PROBLEM DETAILS: Count the lines below that contain the word "metal" and give only the number.
==== EXTRACTED INFORMATION
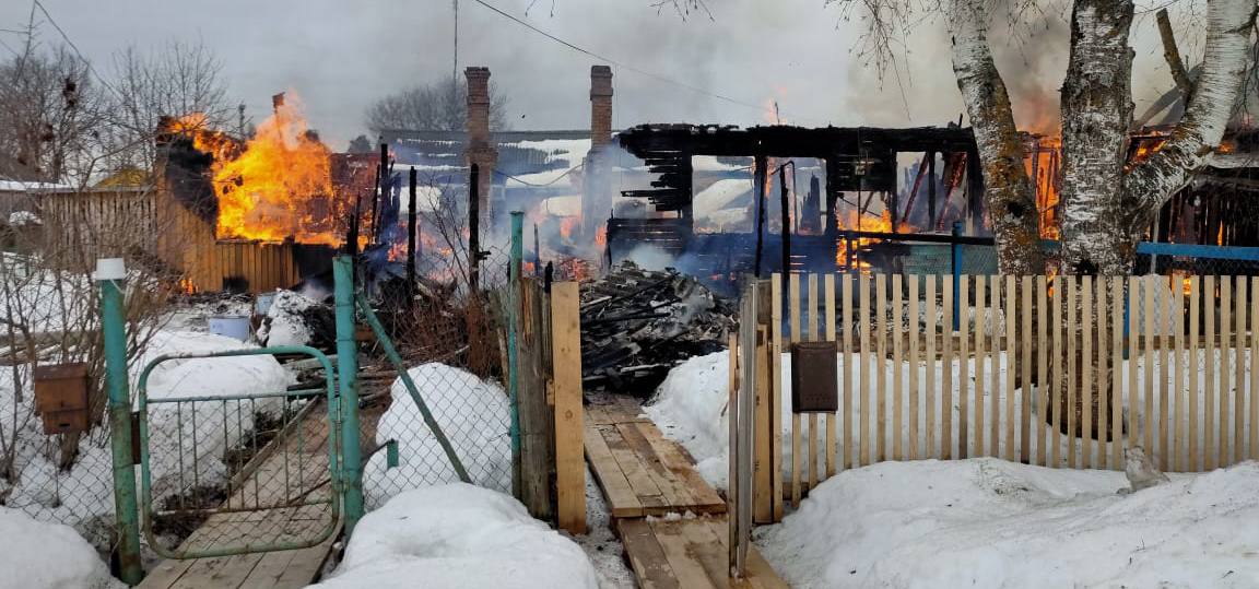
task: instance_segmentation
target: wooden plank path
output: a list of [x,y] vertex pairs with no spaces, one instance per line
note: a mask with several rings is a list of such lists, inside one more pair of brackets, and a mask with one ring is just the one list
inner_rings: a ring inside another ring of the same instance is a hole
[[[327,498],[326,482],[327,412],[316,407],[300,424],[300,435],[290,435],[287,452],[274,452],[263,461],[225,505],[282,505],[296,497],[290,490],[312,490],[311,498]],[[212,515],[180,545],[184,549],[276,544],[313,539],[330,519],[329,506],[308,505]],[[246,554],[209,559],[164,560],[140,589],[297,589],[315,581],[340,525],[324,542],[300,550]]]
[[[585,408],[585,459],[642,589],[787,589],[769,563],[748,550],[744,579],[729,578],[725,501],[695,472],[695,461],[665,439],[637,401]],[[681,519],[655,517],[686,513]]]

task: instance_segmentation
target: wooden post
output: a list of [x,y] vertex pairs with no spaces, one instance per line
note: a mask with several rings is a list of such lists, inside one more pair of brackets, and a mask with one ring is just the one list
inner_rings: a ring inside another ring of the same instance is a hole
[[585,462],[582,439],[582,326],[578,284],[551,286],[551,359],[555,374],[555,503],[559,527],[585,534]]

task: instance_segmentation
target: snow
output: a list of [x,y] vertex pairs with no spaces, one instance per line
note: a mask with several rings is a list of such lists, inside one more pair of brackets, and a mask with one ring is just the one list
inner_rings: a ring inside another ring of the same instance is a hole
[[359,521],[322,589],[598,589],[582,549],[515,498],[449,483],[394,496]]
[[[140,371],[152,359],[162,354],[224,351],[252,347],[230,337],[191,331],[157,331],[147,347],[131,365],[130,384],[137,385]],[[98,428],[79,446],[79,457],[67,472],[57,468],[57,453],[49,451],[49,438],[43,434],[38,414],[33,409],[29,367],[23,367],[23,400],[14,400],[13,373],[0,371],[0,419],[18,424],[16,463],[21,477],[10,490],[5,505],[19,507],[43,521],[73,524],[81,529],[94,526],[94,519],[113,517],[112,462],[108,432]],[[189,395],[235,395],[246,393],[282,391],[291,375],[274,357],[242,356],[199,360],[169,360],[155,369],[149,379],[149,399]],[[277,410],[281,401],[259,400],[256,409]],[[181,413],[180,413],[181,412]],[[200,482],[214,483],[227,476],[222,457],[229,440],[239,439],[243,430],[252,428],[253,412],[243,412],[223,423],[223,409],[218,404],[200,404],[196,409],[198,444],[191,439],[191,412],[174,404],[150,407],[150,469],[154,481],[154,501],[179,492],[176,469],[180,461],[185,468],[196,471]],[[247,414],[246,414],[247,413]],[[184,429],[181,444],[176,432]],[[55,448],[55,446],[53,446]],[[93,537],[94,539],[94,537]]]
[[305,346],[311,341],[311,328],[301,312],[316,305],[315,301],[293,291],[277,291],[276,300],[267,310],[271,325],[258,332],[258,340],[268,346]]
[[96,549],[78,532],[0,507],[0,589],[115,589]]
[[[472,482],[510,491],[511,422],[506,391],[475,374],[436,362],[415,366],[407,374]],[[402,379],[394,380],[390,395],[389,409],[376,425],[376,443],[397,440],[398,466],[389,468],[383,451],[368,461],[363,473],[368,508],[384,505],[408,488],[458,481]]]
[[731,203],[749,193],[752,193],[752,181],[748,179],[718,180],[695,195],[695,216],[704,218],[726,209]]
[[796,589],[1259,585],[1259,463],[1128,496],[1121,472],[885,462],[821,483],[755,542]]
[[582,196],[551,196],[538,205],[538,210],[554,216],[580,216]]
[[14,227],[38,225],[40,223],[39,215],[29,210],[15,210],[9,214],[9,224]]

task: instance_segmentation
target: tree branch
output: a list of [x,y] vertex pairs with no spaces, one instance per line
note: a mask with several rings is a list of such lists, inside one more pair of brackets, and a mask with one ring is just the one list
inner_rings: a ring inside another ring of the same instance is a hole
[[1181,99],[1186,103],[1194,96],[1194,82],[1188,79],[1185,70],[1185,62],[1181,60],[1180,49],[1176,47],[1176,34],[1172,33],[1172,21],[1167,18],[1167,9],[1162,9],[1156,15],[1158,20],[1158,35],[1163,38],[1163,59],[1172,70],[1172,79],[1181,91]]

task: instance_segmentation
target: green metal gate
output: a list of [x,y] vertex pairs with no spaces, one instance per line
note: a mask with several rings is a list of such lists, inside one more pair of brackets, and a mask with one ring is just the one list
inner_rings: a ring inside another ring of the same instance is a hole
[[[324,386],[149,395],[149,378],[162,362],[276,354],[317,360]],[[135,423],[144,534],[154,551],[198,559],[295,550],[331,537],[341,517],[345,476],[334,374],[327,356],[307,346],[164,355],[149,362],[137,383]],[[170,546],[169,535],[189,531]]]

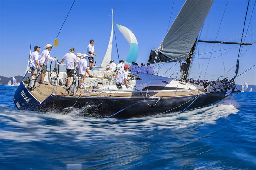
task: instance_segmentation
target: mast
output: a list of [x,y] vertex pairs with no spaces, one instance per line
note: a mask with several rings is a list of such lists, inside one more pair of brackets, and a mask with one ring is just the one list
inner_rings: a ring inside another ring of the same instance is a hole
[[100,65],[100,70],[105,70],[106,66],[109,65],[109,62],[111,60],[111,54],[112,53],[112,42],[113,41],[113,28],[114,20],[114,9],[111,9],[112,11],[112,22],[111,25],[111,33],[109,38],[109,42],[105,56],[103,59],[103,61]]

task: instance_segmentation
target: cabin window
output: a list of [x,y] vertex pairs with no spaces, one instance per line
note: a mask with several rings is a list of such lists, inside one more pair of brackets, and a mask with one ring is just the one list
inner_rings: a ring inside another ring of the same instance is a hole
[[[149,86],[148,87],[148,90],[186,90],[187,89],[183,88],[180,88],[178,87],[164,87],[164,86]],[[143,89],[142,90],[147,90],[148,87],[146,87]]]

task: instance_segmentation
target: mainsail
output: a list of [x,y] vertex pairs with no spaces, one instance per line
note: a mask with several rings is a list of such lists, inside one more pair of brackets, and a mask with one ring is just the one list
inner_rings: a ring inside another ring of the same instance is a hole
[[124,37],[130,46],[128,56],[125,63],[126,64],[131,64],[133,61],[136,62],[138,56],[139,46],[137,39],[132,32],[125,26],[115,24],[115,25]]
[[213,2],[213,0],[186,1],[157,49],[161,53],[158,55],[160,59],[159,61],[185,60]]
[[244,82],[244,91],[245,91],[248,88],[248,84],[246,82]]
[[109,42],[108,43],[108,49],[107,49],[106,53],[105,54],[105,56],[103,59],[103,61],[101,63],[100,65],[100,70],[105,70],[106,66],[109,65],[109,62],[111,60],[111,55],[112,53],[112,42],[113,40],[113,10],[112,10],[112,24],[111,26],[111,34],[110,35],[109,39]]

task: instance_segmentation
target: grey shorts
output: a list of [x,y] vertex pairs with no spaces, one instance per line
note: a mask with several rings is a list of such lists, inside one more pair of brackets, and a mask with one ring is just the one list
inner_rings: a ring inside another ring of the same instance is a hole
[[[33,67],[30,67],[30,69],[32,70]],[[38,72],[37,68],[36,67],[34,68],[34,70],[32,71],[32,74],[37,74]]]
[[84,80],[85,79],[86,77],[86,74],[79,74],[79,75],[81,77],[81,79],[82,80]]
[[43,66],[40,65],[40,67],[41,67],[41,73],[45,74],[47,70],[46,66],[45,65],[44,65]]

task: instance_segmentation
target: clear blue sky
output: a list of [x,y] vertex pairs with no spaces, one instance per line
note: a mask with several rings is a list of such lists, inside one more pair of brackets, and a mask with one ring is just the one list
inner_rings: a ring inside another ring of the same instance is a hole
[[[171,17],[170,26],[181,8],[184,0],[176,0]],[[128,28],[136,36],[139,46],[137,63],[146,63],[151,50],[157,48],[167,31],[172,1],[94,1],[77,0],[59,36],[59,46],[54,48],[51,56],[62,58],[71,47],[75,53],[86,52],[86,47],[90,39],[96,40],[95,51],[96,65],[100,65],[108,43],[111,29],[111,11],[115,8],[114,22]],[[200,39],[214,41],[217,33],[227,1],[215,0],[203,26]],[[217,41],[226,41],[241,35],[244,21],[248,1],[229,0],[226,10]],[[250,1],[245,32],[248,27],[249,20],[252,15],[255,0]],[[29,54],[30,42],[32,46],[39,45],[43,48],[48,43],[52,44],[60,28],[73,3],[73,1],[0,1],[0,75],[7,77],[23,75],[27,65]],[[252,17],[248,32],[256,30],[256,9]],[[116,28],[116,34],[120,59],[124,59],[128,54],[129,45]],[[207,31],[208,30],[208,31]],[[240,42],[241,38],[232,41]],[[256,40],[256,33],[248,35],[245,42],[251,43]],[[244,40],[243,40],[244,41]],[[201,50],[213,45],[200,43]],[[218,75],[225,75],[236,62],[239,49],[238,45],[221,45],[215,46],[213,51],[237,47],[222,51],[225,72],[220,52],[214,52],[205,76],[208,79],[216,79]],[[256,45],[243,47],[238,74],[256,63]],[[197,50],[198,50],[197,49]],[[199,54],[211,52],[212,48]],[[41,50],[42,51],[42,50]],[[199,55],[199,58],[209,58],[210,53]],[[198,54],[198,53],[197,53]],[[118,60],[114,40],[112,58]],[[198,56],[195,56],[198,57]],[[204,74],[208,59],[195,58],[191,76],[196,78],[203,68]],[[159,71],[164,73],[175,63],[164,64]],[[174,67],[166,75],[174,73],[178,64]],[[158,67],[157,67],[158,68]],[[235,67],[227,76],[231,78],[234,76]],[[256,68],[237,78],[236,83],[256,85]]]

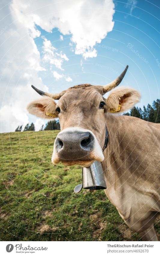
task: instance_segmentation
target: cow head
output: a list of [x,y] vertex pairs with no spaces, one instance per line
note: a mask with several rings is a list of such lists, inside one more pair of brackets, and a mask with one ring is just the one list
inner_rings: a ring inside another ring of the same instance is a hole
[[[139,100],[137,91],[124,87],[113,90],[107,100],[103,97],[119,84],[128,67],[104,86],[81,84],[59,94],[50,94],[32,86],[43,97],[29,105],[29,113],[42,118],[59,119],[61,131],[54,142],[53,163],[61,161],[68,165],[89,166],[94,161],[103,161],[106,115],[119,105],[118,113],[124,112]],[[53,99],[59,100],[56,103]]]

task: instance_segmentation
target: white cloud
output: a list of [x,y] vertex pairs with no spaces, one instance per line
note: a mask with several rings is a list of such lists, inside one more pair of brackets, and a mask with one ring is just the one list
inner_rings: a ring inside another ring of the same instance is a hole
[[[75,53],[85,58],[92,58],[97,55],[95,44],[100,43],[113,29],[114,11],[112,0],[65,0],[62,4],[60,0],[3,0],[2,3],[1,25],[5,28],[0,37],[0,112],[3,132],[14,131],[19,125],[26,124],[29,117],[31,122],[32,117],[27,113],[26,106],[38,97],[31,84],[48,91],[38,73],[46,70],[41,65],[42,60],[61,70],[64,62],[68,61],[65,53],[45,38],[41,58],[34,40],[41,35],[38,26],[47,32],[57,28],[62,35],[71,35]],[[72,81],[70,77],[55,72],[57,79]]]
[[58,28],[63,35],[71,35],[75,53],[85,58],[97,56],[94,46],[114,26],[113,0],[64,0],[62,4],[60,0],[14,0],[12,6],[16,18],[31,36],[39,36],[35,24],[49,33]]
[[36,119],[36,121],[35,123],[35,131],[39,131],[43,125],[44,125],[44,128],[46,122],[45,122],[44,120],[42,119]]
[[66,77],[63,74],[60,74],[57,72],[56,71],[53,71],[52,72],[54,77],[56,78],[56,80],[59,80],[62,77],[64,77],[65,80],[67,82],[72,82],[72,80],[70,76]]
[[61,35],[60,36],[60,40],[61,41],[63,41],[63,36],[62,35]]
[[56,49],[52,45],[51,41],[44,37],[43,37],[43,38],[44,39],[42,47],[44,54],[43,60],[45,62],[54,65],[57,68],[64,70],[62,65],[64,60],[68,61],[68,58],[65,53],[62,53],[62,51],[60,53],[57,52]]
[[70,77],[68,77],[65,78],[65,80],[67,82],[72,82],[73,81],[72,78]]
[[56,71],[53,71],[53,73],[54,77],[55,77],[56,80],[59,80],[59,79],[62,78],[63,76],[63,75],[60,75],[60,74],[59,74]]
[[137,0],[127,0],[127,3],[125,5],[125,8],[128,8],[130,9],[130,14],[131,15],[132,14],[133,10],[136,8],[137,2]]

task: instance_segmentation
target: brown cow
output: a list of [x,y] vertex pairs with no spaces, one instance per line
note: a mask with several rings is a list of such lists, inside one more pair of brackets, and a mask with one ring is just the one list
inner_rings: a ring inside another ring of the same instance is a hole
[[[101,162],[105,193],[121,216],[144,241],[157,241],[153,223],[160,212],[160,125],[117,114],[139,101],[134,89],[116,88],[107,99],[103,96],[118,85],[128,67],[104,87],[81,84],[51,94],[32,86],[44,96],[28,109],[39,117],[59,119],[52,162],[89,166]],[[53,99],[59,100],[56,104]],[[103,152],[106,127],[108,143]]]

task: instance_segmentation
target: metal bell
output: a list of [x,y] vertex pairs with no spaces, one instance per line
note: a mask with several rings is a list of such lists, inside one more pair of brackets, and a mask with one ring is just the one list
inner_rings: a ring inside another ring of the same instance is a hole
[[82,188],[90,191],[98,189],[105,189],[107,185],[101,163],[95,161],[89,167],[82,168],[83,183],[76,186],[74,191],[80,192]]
========
COMPLETE ANSWER: 2